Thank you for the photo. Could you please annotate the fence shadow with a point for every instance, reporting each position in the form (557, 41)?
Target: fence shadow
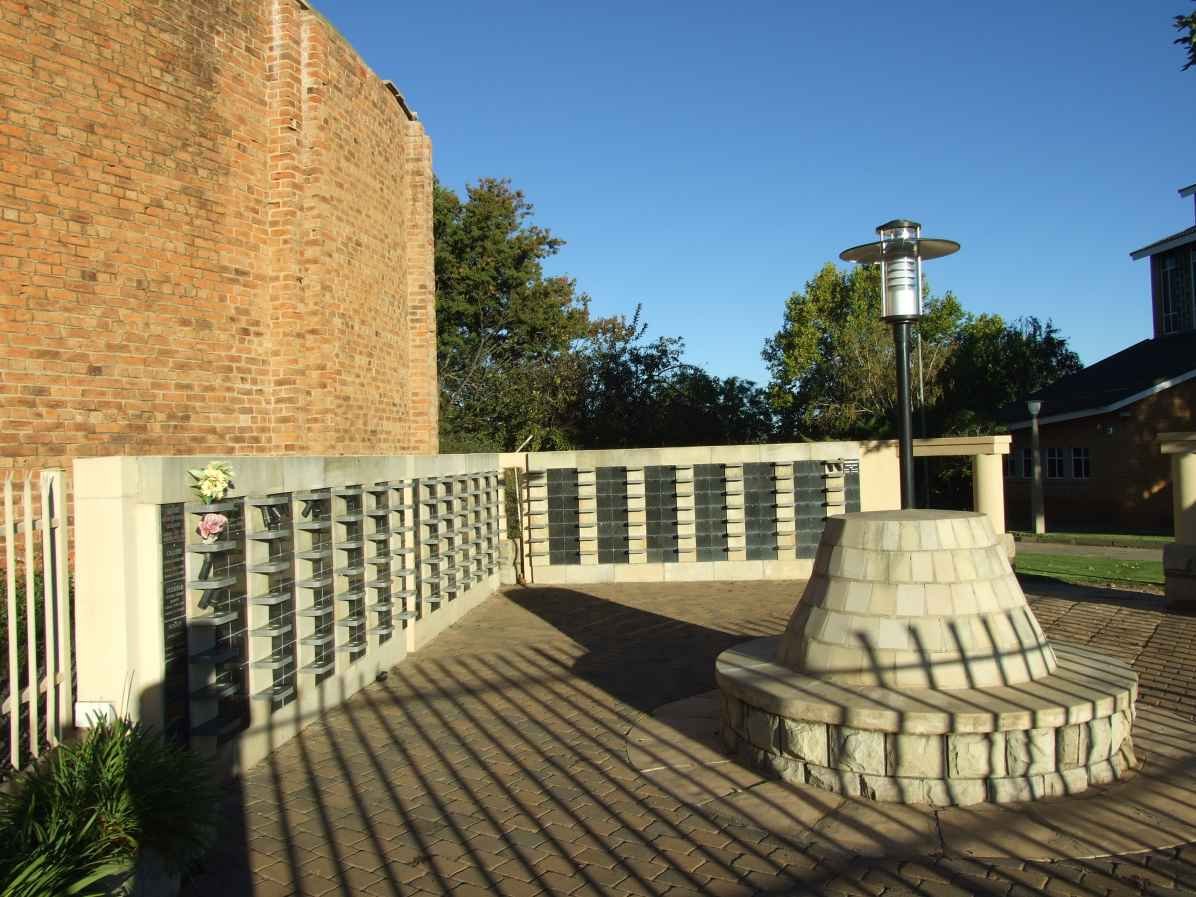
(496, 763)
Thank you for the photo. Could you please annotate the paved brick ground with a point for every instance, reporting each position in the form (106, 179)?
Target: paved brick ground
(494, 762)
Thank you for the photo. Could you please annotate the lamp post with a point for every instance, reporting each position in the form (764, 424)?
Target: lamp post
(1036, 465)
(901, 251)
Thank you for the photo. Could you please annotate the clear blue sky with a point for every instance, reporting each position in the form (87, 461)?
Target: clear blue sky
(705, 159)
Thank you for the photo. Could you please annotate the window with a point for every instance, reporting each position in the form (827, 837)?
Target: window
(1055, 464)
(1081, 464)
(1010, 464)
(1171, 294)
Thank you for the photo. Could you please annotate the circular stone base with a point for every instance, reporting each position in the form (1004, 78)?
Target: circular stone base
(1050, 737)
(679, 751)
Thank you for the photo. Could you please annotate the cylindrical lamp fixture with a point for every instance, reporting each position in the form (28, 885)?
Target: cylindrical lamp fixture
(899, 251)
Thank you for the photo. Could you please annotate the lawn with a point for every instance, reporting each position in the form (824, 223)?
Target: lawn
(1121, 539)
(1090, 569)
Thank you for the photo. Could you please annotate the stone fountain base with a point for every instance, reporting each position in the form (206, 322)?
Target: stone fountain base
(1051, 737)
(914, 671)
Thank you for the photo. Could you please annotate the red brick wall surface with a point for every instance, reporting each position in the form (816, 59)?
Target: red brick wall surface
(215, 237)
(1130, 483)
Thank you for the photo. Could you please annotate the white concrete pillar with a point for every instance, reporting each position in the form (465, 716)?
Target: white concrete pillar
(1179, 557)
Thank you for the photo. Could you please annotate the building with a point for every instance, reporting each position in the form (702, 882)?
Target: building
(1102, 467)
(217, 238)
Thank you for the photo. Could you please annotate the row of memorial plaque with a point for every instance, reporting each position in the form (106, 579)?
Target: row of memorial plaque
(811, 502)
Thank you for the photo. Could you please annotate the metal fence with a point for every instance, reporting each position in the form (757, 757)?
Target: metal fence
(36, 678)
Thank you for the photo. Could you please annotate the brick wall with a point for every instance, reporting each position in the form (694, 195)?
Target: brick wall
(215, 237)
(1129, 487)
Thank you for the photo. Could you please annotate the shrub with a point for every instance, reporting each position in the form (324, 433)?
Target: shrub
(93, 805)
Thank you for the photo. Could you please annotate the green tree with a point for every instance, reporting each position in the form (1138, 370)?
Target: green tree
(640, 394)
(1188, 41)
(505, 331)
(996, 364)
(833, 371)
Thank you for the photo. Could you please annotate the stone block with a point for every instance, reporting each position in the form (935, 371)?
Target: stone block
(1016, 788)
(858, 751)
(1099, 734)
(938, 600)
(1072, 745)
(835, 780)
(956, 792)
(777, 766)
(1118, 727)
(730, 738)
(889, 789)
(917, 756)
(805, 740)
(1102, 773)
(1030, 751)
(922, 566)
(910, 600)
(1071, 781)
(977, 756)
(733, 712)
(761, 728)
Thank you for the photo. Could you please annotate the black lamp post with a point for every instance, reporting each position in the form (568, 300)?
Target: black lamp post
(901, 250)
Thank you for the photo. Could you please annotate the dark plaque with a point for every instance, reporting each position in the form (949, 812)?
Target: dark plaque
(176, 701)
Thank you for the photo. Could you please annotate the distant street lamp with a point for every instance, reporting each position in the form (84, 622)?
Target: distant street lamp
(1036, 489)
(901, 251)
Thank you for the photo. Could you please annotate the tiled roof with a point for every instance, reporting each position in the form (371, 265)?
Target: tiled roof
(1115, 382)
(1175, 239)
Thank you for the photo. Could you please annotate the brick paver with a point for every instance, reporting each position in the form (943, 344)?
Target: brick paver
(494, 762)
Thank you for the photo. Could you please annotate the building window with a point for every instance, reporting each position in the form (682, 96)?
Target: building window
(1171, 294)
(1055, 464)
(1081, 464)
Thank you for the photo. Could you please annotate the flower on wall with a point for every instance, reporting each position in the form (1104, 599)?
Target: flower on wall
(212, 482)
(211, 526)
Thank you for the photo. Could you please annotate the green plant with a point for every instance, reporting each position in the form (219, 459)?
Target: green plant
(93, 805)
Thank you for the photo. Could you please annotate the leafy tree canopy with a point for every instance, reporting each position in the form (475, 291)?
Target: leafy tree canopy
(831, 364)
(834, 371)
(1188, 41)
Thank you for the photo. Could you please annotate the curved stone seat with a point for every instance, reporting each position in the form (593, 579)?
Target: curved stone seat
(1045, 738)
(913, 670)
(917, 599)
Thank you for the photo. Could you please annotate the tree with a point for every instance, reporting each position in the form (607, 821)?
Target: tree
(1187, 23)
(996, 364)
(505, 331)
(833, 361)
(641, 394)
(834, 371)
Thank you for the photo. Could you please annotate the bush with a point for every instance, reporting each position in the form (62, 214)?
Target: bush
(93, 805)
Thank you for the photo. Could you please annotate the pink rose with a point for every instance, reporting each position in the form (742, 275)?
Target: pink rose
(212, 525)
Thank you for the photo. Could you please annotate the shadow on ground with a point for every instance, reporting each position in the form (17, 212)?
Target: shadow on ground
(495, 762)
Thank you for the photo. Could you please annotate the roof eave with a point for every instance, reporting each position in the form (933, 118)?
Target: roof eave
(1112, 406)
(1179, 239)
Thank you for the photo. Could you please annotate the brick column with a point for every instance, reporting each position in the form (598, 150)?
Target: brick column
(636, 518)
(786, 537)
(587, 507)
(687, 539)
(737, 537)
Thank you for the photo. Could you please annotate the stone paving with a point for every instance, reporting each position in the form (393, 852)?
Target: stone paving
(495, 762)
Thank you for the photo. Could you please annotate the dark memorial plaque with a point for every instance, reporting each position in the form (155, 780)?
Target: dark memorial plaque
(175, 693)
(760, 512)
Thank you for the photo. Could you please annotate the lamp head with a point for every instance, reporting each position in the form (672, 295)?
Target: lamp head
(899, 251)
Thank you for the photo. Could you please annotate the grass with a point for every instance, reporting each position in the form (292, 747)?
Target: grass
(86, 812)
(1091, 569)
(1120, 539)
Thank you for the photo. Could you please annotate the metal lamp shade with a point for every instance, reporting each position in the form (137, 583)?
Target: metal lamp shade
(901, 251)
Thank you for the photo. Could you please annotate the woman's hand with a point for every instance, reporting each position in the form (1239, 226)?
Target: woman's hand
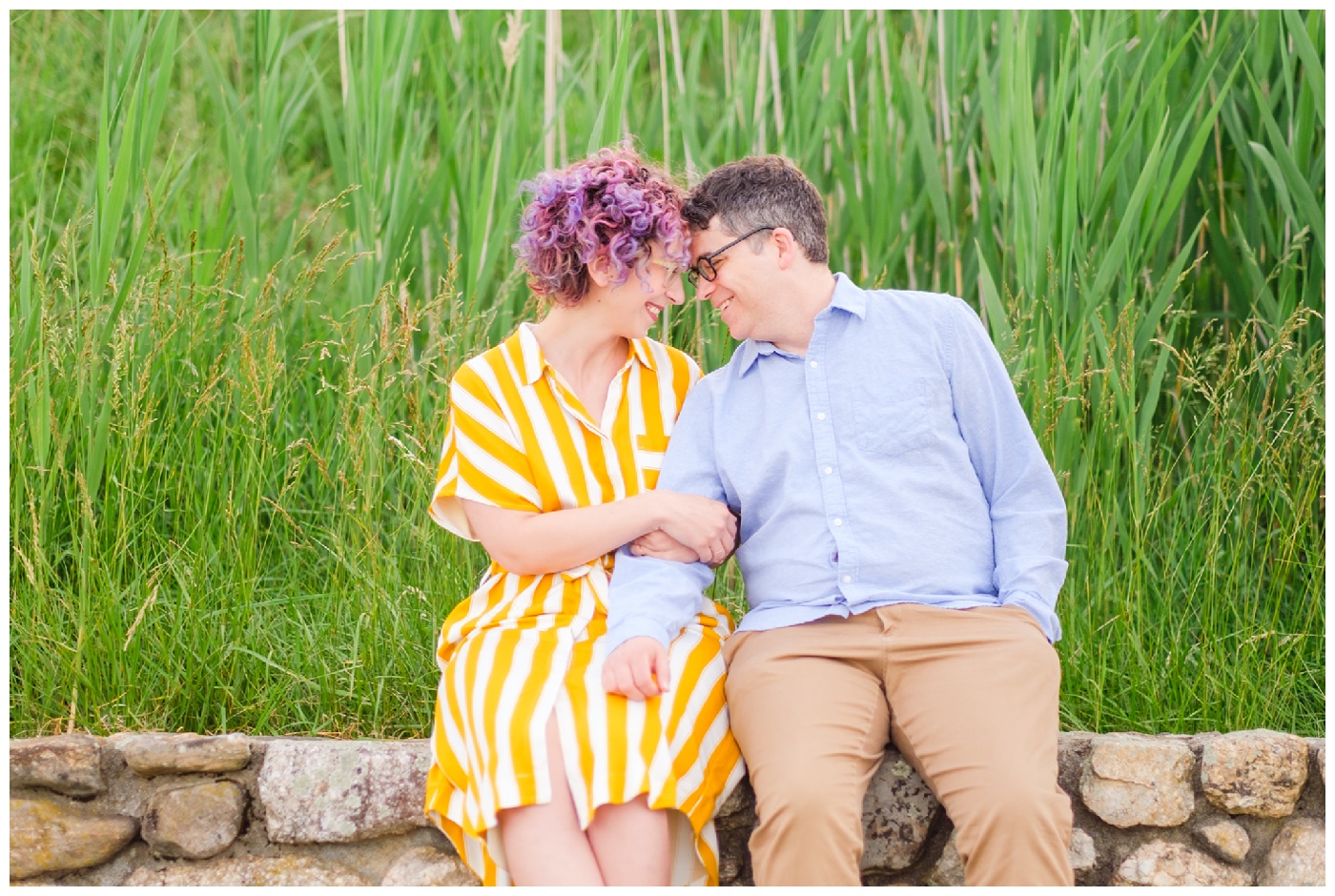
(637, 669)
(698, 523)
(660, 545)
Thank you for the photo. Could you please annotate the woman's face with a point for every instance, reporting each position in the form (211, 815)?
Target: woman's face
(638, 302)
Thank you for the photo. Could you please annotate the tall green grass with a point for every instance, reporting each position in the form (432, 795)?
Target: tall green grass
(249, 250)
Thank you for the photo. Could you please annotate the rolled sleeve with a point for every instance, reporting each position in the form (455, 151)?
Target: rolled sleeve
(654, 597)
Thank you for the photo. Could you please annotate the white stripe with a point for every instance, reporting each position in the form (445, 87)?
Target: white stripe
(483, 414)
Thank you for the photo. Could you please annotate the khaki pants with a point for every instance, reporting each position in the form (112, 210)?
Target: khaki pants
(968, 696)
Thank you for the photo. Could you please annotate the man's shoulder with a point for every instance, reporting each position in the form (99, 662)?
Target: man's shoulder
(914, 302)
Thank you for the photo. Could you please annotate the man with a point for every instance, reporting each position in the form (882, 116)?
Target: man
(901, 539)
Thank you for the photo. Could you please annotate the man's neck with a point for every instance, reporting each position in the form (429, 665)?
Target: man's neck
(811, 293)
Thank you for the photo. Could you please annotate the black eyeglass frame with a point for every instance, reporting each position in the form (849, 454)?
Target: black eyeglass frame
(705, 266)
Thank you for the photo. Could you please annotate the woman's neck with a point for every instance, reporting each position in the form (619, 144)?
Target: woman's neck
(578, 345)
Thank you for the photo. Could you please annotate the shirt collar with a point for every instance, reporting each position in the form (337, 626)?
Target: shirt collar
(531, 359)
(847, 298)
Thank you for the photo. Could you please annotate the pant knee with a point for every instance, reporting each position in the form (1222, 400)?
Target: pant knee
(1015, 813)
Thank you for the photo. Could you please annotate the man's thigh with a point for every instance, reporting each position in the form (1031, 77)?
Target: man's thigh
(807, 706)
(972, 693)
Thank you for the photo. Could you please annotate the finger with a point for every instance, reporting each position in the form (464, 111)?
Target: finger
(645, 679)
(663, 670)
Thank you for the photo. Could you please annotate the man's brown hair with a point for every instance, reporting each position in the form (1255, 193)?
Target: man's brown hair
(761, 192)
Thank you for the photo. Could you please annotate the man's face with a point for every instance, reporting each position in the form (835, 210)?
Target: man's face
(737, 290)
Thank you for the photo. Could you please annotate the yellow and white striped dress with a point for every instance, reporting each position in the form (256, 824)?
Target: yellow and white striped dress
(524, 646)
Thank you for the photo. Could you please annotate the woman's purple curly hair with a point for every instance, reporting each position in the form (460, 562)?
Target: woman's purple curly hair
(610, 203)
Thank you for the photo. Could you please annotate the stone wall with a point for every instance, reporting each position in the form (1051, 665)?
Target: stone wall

────

Convert the records into a numbered list, running from the start up to and including the line that contains "(1130, 483)", and omit any blank lines. Leave the pictures out of the list.

1. Thank you for the photo. Could you please annotate the fence shadow with a point for every instance, reporting each position in the form (557, 41)?
2. Target: fence shadow
3. (496, 763)
4. Thank you for the photo. Could you please annotate the paved brick ground with a point for every instance, reporting each position in the form (106, 179)?
5. Target: paved brick ground
6. (494, 762)
7. Thank you for the photo. Could you please annotate the lamp post with a point for every instance, reporting each position in the form (764, 424)?
8. Target: lamp post
9. (1036, 465)
10. (901, 251)
11. Thank you for the photo. Could you please annotate the clear blue sky with a point for every instance, reporting each position in the form (87, 461)?
12. Target: clear blue sky
13. (705, 159)
14. Thank you for the photo. Could you please annotate the window with a point for every instance, reporting each position in the form (827, 837)?
15. Target: window
16. (1055, 464)
17. (1081, 464)
18. (1010, 464)
19. (1171, 294)
20. Thank you for the photo. Could you please annotate the circular stone base with a point for every instance, reporting each position in the form (1004, 78)?
21. Target: circular stone base
22. (1050, 737)
23. (679, 751)
24. Thank you for the photo. Could you please annotate the cylindrical lamp fixture with a point for every instance, reporting each position in the form (28, 885)?
25. Target: cylindrical lamp fixture
26. (899, 251)
27. Thank you for the photo. Could you please annotate the lawn with a point for every instance, reporting each position in the form (824, 223)?
28. Target: lawn
29. (1121, 539)
30. (1090, 569)
31. Thank you for the photo. Could you please annotate the stone fountain base with a point for every instance, reporting each position in the form (206, 322)?
32. Target: stone fountain base
33. (1051, 737)
34. (914, 671)
35. Thank you for the photo. Could you please annotate the red brick wall surface with a point for every instance, reporting each position in the form (816, 59)?
36. Target: red brick wall surface
37. (215, 237)
38. (1130, 483)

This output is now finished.